SOURCE PASSAGE:
The local sources said Israeli forces opened fire directly on Mahmoud during the clashes which occurred in the Haninia neighborhood of Dura.
The clashes broke out after Israeli forces stormed the village in a dawn raid and began conducting home raids. In response, local youths threw rocks at the soldiers.
Later, Ma’an reported on the second incident which took the life of 22-year-old Mustafa Hosni Aslan, who shot in the head by IDF forces during an IDF raid on the Qalandiya refugee camp south of Ramallah. Three others were also seriously wounded by gunfire.
As seemingly isolated incident now spirals, a not unfamiliar phrase is now creeping back into the fold: Third Intifada.
On Thursday, in response to the IDF raids and threats to expel Hamas members from the West Bank, a senior member of the political faction Salah Bardawil, reportedly said, “We are capable of igniting a third Intifada and this is our irrevocable right. It will go off when enough pressure is exerted on the Palestinian people.”
Conjured mostly in the Israeli press, the idea that the ongoing raids could spark a large-scale uprising among Palestinians in the West Bank is not far-fetched.

Entries from a pointing dataset
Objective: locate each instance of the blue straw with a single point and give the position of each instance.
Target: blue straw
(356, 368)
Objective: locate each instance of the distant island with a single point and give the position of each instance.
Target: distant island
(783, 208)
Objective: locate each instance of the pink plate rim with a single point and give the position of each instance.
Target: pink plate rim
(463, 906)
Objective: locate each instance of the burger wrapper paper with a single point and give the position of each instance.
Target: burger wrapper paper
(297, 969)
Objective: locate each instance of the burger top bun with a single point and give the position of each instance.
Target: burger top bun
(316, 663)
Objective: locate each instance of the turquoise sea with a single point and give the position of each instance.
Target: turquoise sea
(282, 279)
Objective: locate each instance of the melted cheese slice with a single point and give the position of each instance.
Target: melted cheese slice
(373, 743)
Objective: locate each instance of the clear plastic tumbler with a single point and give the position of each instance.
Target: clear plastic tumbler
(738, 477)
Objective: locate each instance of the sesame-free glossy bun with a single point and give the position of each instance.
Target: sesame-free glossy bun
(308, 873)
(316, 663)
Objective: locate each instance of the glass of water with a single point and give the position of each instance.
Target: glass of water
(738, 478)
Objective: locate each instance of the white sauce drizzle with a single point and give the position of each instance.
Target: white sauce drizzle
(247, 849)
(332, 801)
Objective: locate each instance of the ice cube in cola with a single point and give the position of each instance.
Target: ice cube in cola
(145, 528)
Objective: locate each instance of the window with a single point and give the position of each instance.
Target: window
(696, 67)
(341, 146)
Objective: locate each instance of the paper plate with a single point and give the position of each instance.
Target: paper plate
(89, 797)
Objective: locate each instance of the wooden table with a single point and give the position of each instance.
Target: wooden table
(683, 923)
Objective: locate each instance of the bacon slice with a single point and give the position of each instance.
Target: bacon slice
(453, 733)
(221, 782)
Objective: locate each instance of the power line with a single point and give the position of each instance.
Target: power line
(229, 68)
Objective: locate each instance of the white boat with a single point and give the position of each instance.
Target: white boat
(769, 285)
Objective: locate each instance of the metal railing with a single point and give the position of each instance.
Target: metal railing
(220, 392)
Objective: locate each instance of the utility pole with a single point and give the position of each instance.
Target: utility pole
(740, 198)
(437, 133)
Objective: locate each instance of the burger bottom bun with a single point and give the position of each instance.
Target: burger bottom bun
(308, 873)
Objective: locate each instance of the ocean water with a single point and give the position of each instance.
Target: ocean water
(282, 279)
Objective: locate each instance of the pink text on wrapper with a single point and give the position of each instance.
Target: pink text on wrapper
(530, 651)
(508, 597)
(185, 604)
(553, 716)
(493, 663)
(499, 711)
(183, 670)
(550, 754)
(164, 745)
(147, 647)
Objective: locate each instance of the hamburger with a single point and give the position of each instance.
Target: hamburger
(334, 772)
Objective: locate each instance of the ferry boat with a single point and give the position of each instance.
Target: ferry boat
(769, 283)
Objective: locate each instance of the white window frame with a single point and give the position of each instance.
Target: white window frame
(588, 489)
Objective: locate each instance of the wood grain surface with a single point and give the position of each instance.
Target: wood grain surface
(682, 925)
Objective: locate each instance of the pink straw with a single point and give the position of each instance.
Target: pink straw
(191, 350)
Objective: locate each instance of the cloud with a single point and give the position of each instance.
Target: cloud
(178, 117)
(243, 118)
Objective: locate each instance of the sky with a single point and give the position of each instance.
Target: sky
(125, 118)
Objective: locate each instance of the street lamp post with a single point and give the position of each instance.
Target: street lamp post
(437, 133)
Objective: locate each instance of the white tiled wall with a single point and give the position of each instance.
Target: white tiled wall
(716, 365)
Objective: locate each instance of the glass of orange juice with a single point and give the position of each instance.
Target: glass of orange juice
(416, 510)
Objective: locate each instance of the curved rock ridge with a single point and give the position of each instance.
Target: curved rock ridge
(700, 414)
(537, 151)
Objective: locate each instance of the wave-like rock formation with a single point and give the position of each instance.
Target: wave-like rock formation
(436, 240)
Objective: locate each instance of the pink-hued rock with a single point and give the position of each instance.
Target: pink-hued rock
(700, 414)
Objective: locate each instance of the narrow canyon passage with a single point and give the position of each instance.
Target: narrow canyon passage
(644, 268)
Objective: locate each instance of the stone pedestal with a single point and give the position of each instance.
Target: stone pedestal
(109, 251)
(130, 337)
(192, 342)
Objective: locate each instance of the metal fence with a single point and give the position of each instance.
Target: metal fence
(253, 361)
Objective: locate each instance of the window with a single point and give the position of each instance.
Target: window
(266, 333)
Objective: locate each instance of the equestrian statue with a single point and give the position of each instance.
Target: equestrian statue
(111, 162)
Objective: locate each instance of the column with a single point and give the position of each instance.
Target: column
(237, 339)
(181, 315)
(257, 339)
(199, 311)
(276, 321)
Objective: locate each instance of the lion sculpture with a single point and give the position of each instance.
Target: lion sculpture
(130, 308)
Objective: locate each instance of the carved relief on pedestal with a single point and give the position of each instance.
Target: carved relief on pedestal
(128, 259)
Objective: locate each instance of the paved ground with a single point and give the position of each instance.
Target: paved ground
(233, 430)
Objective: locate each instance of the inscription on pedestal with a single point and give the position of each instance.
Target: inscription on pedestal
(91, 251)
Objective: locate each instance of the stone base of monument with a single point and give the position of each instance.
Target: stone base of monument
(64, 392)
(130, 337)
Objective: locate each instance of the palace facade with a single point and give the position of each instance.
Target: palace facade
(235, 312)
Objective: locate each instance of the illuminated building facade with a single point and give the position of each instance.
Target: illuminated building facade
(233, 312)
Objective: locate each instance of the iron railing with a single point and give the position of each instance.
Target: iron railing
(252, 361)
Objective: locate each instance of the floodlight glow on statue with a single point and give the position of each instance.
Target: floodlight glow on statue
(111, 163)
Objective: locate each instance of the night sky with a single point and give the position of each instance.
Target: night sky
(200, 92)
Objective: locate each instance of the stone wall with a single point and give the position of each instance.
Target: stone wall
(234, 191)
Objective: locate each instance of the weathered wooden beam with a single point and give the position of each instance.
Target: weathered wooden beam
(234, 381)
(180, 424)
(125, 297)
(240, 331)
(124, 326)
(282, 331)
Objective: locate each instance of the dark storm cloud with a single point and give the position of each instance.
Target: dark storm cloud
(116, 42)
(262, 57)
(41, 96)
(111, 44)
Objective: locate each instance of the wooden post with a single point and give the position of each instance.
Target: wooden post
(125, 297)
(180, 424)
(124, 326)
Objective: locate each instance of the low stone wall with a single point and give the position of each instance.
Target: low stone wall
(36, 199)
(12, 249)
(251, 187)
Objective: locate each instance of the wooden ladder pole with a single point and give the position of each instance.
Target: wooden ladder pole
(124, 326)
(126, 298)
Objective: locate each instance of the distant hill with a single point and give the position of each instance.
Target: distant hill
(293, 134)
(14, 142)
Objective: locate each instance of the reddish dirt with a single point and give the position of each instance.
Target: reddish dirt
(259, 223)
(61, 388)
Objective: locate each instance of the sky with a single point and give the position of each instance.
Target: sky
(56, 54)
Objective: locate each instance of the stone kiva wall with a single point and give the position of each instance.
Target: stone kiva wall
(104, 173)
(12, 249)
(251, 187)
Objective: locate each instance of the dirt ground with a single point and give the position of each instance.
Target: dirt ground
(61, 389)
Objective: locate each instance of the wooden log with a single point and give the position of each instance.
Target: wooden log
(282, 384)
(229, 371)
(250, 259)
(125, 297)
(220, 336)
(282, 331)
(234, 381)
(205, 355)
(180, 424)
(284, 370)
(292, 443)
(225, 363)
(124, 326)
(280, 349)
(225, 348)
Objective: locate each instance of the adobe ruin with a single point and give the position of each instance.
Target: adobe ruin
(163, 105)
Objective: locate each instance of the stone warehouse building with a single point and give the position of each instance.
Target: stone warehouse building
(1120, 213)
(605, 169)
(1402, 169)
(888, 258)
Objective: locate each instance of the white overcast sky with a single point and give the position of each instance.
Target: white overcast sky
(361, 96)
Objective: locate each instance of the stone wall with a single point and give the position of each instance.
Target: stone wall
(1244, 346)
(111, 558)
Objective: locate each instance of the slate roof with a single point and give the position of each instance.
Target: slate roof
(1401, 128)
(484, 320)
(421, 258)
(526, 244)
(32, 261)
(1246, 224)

BRIEF 1: Rename "Thursday" as "Friday" and write out everything in the passage on the West Bank raids from "On Thursday, in" down to "is not far-fetched.".
BRIEF 2: Select every line of the records that contains the string "bottom", matching case exactly.

FULL RESPONSE 1:
On Friday, in response to the IDF raids and threats to expel Hamas members from the West Bank, a senior member of the political faction Salah Bardawil, reportedly said, “We are capable of igniting a third Intifada and this is our irrevocable right. It will go off when enough pressure is exerted on the Palestinian people.”
Conjured mostly in the Israeli press, the idea that the ongoing raids could spark a large-scale uprising among Palestinians in the West Bank is not far-fetched.

FULL RESPONSE 2:
Objective: locate each instance of the burger bottom bun with a single point and give the position of each instance.
Target: burger bottom bun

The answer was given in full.